Kashubian Americans are Americans of Kashubian descent.

History 
The two earliest Kashubian American settlements in the United States were centered around Winona, Minnesota, and Portage County, Wisconsin. The Winona settlement included the Minnesota town of Pine Creek and the Wisconsin towns of Dodge, Fountain City, and Trempealeau. The Portage County settlement included the Wisconsin towns of Hull, Polonia, and Sharon. The Winona settlement is traditionally dated to 1855, but actually began in 1859. The Portage County settlement can be definitively traced back to 1858. Winona is dubbed the "Kashubian Capital of America" because of the large population of Kashubians there.

# [PROBLEM 1]
Please retype the passage on Kashubian Americans in full, without any changes.

[Collection entries]
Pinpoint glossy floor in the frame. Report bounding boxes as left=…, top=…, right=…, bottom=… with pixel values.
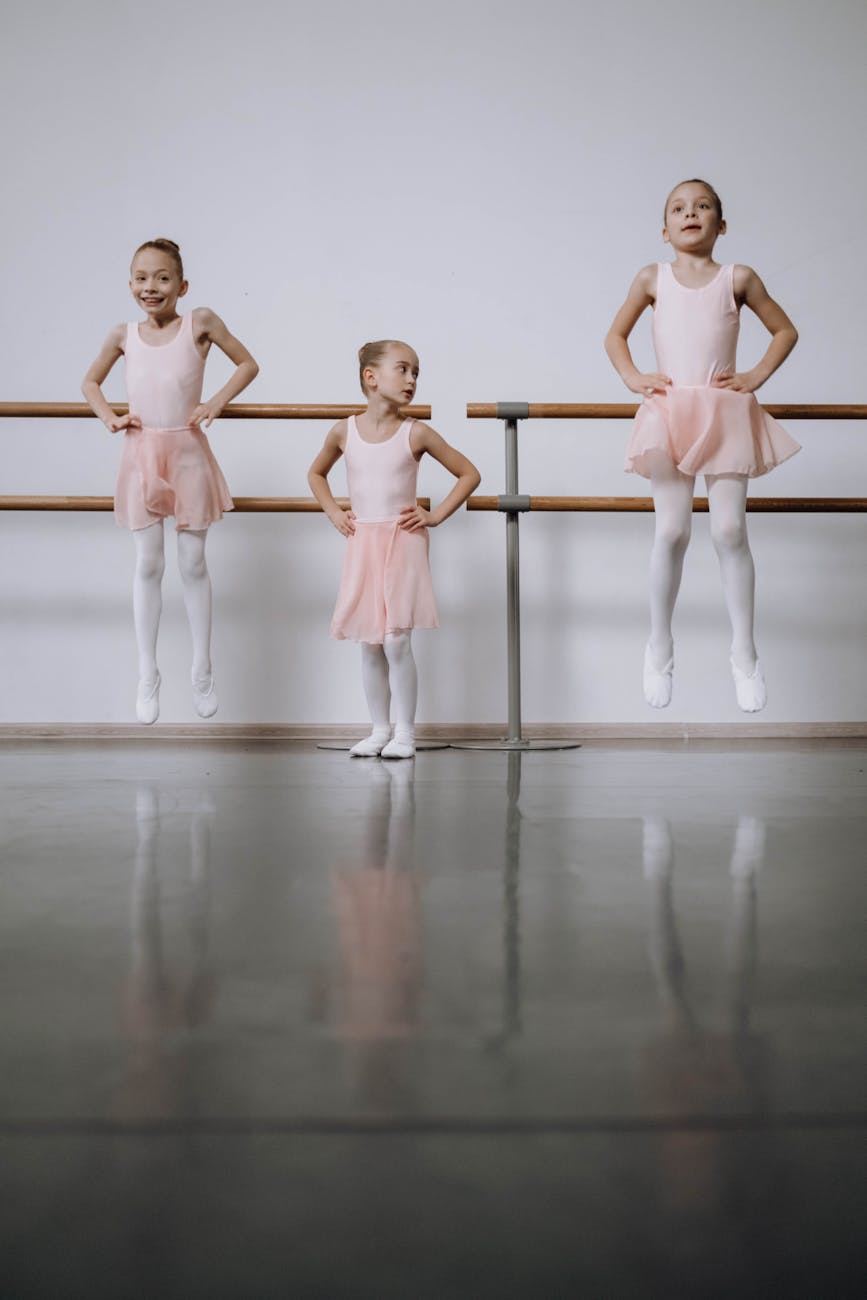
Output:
left=0, top=741, right=867, bottom=1300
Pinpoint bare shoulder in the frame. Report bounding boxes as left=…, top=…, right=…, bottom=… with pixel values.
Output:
left=409, top=420, right=443, bottom=454
left=105, top=321, right=126, bottom=352
left=732, top=263, right=766, bottom=303
left=325, top=420, right=350, bottom=451
left=100, top=321, right=126, bottom=359
left=192, top=307, right=226, bottom=338
left=630, top=261, right=659, bottom=303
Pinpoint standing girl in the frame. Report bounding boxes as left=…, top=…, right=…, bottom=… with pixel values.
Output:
left=606, top=181, right=799, bottom=712
left=307, top=339, right=480, bottom=758
left=82, top=239, right=259, bottom=723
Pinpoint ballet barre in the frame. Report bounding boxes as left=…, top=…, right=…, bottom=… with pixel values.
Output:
left=0, top=402, right=430, bottom=420
left=467, top=402, right=867, bottom=750
left=0, top=497, right=430, bottom=515
left=0, top=402, right=430, bottom=515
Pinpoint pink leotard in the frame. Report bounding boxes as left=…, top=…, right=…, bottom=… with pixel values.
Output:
left=114, top=312, right=233, bottom=530
left=627, top=263, right=799, bottom=477
left=331, top=416, right=438, bottom=645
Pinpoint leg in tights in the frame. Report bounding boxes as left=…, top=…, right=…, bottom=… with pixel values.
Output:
left=383, top=632, right=419, bottom=736
left=707, top=475, right=757, bottom=675
left=133, top=521, right=165, bottom=683
left=361, top=641, right=391, bottom=732
left=178, top=529, right=211, bottom=686
left=647, top=452, right=695, bottom=671
left=350, top=641, right=391, bottom=758
left=382, top=631, right=419, bottom=758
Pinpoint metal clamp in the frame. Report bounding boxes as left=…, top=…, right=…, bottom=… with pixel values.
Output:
left=497, top=402, right=530, bottom=420
left=497, top=493, right=530, bottom=514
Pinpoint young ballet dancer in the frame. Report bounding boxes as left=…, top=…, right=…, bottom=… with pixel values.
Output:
left=307, top=339, right=480, bottom=758
left=82, top=239, right=259, bottom=723
left=606, top=179, right=799, bottom=712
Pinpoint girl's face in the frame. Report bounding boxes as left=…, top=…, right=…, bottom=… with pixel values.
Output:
left=364, top=343, right=419, bottom=406
left=130, top=248, right=188, bottom=319
left=663, top=182, right=725, bottom=254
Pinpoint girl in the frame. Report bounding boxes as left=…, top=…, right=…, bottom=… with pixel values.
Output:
left=307, top=339, right=480, bottom=758
left=82, top=239, right=259, bottom=723
left=606, top=179, right=799, bottom=712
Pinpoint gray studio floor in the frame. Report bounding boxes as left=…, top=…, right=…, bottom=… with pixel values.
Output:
left=0, top=740, right=867, bottom=1300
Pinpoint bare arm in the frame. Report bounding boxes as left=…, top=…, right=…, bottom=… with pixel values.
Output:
left=190, top=307, right=259, bottom=429
left=82, top=325, right=142, bottom=433
left=400, top=420, right=481, bottom=533
left=307, top=420, right=355, bottom=537
left=714, top=267, right=798, bottom=393
left=606, top=264, right=671, bottom=395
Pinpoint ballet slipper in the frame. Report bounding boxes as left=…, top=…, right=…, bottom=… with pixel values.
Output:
left=350, top=727, right=391, bottom=758
left=729, top=659, right=768, bottom=714
left=135, top=672, right=161, bottom=727
left=642, top=646, right=675, bottom=709
left=192, top=673, right=217, bottom=718
left=382, top=723, right=416, bottom=758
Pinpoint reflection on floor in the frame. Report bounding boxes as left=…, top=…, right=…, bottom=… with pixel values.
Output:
left=0, top=741, right=867, bottom=1300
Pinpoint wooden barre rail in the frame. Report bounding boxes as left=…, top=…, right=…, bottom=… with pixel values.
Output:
left=0, top=402, right=430, bottom=420
left=467, top=402, right=867, bottom=420
left=0, top=497, right=430, bottom=515
left=467, top=497, right=867, bottom=515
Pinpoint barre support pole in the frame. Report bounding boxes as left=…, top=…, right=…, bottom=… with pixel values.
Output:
left=497, top=402, right=529, bottom=749
left=452, top=402, right=578, bottom=753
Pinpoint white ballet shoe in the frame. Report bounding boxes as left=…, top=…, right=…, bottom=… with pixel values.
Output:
left=135, top=672, right=162, bottom=727
left=729, top=659, right=768, bottom=714
left=382, top=723, right=416, bottom=758
left=642, top=646, right=675, bottom=709
left=350, top=727, right=391, bottom=758
left=192, top=673, right=218, bottom=718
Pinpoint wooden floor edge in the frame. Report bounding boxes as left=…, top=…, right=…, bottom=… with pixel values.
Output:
left=0, top=722, right=867, bottom=742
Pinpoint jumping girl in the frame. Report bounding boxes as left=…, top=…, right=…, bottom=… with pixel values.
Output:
left=308, top=339, right=480, bottom=758
left=606, top=179, right=799, bottom=712
left=82, top=239, right=259, bottom=723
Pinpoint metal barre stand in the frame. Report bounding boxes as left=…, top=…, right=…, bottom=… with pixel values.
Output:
left=451, top=402, right=581, bottom=753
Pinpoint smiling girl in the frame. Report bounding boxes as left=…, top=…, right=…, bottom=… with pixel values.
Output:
left=82, top=239, right=259, bottom=723
left=606, top=179, right=799, bottom=712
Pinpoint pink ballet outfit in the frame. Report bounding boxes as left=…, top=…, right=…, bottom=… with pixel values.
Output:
left=331, top=416, right=439, bottom=645
left=627, top=263, right=801, bottom=478
left=114, top=312, right=233, bottom=530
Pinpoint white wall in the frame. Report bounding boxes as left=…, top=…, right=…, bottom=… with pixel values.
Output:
left=0, top=0, right=867, bottom=723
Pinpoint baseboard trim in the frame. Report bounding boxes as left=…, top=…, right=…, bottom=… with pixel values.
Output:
left=0, top=722, right=867, bottom=744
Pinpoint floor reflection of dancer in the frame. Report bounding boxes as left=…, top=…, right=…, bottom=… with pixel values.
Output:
left=320, top=763, right=424, bottom=1106
left=642, top=816, right=767, bottom=1209
left=118, top=785, right=214, bottom=1117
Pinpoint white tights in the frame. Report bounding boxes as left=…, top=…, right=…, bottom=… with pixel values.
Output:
left=649, top=455, right=757, bottom=673
left=133, top=521, right=211, bottom=681
left=361, top=631, right=419, bottom=731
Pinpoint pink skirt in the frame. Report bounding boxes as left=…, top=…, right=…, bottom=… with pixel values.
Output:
left=331, top=521, right=439, bottom=645
left=627, top=387, right=801, bottom=478
left=114, top=428, right=233, bottom=532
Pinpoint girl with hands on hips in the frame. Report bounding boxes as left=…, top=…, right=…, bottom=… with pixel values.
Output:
left=307, top=339, right=480, bottom=758
left=82, top=239, right=259, bottom=723
left=606, top=179, right=799, bottom=712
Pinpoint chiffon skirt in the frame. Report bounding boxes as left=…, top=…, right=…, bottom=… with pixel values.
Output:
left=114, top=426, right=233, bottom=530
left=331, top=520, right=439, bottom=645
left=627, top=387, right=801, bottom=478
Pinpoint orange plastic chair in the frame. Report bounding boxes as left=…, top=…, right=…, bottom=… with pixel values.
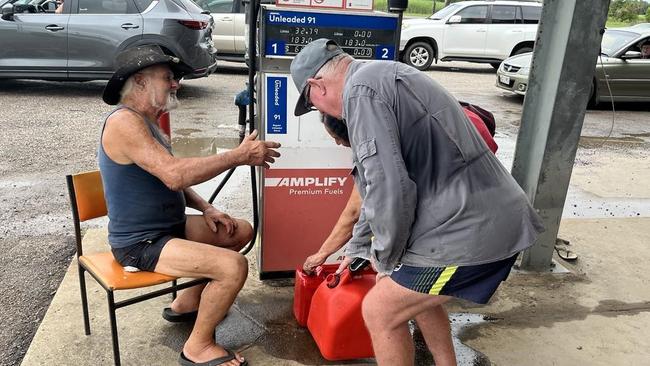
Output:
left=66, top=170, right=208, bottom=365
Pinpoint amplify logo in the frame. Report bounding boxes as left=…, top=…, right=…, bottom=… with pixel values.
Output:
left=264, top=177, right=348, bottom=195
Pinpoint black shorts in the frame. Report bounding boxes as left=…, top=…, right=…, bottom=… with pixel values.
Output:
left=390, top=254, right=517, bottom=304
left=111, top=223, right=185, bottom=272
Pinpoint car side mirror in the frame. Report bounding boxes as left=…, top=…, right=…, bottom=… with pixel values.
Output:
left=621, top=51, right=642, bottom=60
left=447, top=15, right=462, bottom=24
left=2, top=4, right=14, bottom=20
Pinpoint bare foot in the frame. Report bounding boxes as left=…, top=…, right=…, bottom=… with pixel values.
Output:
left=183, top=343, right=244, bottom=366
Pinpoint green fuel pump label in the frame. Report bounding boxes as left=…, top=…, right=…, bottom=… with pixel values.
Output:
left=266, top=76, right=287, bottom=134
left=264, top=11, right=399, bottom=60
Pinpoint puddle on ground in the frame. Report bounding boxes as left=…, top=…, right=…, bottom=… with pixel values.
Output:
left=174, top=128, right=202, bottom=136
left=224, top=290, right=490, bottom=366
left=579, top=135, right=646, bottom=149
left=172, top=137, right=239, bottom=158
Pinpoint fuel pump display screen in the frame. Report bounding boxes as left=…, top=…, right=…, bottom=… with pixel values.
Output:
left=263, top=9, right=397, bottom=60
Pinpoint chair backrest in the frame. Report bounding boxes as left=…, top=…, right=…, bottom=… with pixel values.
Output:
left=65, top=170, right=108, bottom=256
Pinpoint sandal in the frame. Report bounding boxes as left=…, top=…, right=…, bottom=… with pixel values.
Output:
left=178, top=349, right=248, bottom=366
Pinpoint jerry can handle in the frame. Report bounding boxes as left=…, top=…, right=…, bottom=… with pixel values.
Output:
left=325, top=258, right=370, bottom=288
left=348, top=257, right=370, bottom=273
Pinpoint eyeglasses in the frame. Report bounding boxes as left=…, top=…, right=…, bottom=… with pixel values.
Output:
left=304, top=76, right=323, bottom=111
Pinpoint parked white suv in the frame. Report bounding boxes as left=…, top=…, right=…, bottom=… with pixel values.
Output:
left=400, top=0, right=542, bottom=70
left=194, top=0, right=275, bottom=62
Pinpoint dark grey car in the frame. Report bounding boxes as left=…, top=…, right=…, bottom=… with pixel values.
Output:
left=0, top=0, right=216, bottom=80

# [PROBLEM 2]
From the entries, reproduce only the lines between the one holding "Pinpoint white wall" and the one holding "left=0, top=722, right=867, bottom=744", inclusive, swapping "frame" for "image" and leaving everything else untouched.

# [TASK RESULT 1]
Kashubian Americans are Americans of Kashubian descent.

History 
The two earliest Kashubian American settlements in the United States were centered around Winona, Minnesota, and Portage County, Wisconsin. The Winona settlement included the Minnesota town of Pine Creek and the Wisconsin towns of Dodge, Fountain City, and Trempealeau. The Portage County settlement included the Wisconsin towns of Hull, Polonia, and Sharon. The Winona settlement is traditionally dated to 1855, but actually began in 1859. The Portage County settlement can be definitively traced back to 1858. Winona is dubbed the "Kashubian Capital of America" because of the large population of Kashubians there.

# [TASK RESULT 2]
Pinpoint white wall in the image. Report bounding boxes as left=…, top=…, right=…, bottom=… with pixel values.
Output:
left=0, top=0, right=867, bottom=723
Pinpoint baseboard trim in the image. Report bounding boxes as left=…, top=…, right=…, bottom=… with pixel values.
Output:
left=0, top=722, right=867, bottom=744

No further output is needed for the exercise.